[Provided material — start]

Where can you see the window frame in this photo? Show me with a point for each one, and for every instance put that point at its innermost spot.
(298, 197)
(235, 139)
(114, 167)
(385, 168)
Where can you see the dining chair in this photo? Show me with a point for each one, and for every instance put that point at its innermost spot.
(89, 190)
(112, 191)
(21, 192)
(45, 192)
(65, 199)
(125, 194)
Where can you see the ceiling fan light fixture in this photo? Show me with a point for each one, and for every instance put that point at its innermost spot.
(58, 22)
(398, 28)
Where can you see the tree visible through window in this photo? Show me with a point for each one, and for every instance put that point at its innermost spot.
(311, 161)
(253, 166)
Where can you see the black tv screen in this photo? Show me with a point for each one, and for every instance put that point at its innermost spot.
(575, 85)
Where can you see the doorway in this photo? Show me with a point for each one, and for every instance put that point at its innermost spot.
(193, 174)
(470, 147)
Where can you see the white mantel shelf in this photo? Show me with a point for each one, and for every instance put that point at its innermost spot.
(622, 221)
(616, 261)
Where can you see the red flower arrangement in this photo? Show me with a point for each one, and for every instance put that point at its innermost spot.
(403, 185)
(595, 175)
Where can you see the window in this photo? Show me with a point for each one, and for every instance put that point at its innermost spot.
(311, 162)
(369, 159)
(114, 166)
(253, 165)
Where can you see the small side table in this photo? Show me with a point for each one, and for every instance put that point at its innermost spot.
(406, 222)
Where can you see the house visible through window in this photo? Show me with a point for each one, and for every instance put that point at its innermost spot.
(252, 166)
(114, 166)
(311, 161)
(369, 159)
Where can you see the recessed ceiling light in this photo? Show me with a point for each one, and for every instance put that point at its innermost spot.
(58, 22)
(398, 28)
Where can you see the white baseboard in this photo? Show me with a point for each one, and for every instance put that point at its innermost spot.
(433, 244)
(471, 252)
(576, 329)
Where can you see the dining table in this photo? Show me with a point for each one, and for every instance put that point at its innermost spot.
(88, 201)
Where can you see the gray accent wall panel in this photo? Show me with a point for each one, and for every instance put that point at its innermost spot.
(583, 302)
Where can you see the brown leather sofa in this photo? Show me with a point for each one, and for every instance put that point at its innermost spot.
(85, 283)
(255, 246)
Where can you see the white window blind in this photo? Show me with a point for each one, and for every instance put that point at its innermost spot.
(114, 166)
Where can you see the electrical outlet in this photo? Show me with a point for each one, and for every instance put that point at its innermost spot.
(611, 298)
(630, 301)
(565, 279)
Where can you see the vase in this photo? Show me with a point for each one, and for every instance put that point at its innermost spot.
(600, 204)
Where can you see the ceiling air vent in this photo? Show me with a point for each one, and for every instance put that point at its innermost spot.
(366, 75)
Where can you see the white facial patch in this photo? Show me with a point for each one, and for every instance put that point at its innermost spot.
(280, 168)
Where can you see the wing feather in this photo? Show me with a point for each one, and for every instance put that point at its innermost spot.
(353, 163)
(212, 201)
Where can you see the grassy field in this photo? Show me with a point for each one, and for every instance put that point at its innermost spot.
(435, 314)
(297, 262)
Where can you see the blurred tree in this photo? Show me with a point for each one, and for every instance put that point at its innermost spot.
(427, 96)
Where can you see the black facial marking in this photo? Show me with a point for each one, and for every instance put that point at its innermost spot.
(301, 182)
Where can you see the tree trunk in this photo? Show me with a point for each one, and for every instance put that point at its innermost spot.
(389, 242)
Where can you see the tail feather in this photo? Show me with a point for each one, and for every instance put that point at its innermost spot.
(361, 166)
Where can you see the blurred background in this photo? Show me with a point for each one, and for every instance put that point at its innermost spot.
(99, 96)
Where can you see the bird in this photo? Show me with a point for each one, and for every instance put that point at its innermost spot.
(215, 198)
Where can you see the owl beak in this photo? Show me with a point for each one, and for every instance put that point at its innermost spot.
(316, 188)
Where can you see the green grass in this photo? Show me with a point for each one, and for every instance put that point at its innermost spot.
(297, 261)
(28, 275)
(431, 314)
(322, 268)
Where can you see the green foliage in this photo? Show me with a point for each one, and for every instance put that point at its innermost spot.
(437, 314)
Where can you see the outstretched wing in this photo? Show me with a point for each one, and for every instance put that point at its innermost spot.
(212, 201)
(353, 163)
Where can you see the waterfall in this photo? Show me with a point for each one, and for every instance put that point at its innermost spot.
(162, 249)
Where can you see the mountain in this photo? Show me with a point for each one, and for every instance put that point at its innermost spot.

[Provided material — finish]

Description of the task
Each line of the data is to be output exactly, with none skipped.

Output for this exercise
Where can you see the window frame in this photo? Show me with a point for each one, and for every instance put that point at its innermost spot.
(298, 197)
(235, 139)
(114, 167)
(385, 168)
Where can you see the dining chair in this photo? Show me with a point for each one, and for every instance put that point at its innermost spot.
(89, 190)
(112, 191)
(21, 192)
(45, 192)
(65, 199)
(125, 194)
Where can you see the ceiling fan light fixture in this photo? Show me with a point for each one, and for every instance put that point at its innermost spot.
(58, 22)
(398, 28)
Where can you see the tree visible through window in this photo? Show me with a point for each one, and for every instance put that point at its innermost spot.
(311, 161)
(253, 166)
Where can you see the black tv screen in this photo? Show me with a point for each one, and for every instance put that point at its innermost spot.
(575, 85)
Where can you see the doorway in this photo? Show me with a point for each one, and for every instance put that point at its innermost spot.
(193, 174)
(470, 147)
Where can you see the white mantel shelf in this photo? Show me with a point for each one, and for every instance put that point at its innermost spot.
(622, 221)
(616, 261)
Where can you see the red flower arrangement in this photo? Show me with a point for each one, and for every instance put that point at its innermost spot.
(403, 185)
(595, 175)
Where can you see the window in this photo? Show me with a point for each one, and for every instance put that point at its innermost spot.
(311, 162)
(369, 159)
(114, 166)
(253, 165)
Where can you see the small side table in this photo? Show me with a point for each one, and for every instance put that point at its innermost spot.
(406, 222)
Where can you see the house visible through window in this photo? Show me with a point for each one, and for every instance put that point at its innermost spot.
(252, 166)
(114, 166)
(311, 161)
(369, 159)
Where can you see the recessed ceiling light in this photo? Show me with a point for each one, and for every instance put that point at its innermost spot.
(58, 22)
(398, 28)
Where can you see the white baseboard in this photo? Show me with a point for each one, and for every instance put that point at its innermost spot.
(433, 244)
(471, 252)
(576, 329)
Where can you see the dining table in this photo? Show me with a point for each one, and for every instance put that point at its innermost spot.
(88, 201)
Where can you see the gray accent wall panel in this photo? Show me with a point for each one, and for every instance put that point at its innermost spot.
(583, 302)
Where can you see the brown leather sofa in this photo? Show me with a point for each one, and for every instance put that point at its innermost spot.
(85, 283)
(255, 246)
Where can you see the white window blind in this photo? Show me with a point for each one, and for every instance put that point at its innermost spot.
(114, 166)
Where can you see the electrical outlet in this photo? Show me with a point for each one, and for every instance put that point at its innermost spot.
(611, 298)
(630, 301)
(565, 279)
Where can you see the vase in this photo? Show me with a point for each one, and for every instance put that point at its innermost spot.
(600, 204)
Where can you see the ceiling air vent in this photo? Show me with a point for each one, and for every instance put that point at its innermost spot.
(366, 75)
Where can you see the white facial patch in this photo? Show me with a point for each one, and for every instance put that point at its innermost spot.
(280, 168)
Where can you see the wing feather in this photo? Show me with a point for each one, and for every instance put that point at its innermost spot.
(353, 163)
(212, 201)
Where can you see the grassy field in this photo? Show me with a point for each one, and for every instance put that point at its innermost spot.
(435, 314)
(297, 262)
Where can you see the blurred tree in this photo? Show me with a point for each one, and for every instance put that point at its innermost spot.
(427, 96)
Where can you see the black facial marking in this photo? Show me with a point for each one, and for every instance put that point at its innermost spot.
(301, 182)
Where can you see the tree trunk in this photo? Show me with a point for each one, and for every instance put that point at its innermost spot.
(389, 242)
Where can you see the tail feather in this photo? Show me with a point for each one, and for every instance put that point at its innermost spot.
(361, 166)
Where can you see the blurred background in this photo? Show me with a point for each one, and for every instance put that point at its innermost spot.
(99, 96)
Where can you see the bird in this photo? Show me with a point for each one, and for every instance put that point at its innermost spot.
(215, 198)
Where can you see the owl beak in this photo? Show me with a point for each one, and for every instance put that point at its innermost spot.
(316, 188)
Where can you see the green grass in this photo? Show me with a point for each one, and for every instance put that point at its innermost spot.
(297, 261)
(28, 275)
(431, 314)
(322, 268)
Where can you see the green foliage in this photo? Show me with a point for each one, and for every instance put that point at its innermost spot.
(437, 314)
Where can you see the outstretched wing in this photo? Show me with a point for each one, and for every instance put that point at its innermost spot.
(212, 201)
(353, 163)
Where can you see the waterfall in this photo? Show me with a point for each one, and for every instance put that point at its innermost spot.
(162, 249)
Where can you see the mountain in this photo? Show me with a point for each one, and for every instance put that point at its innermost spot.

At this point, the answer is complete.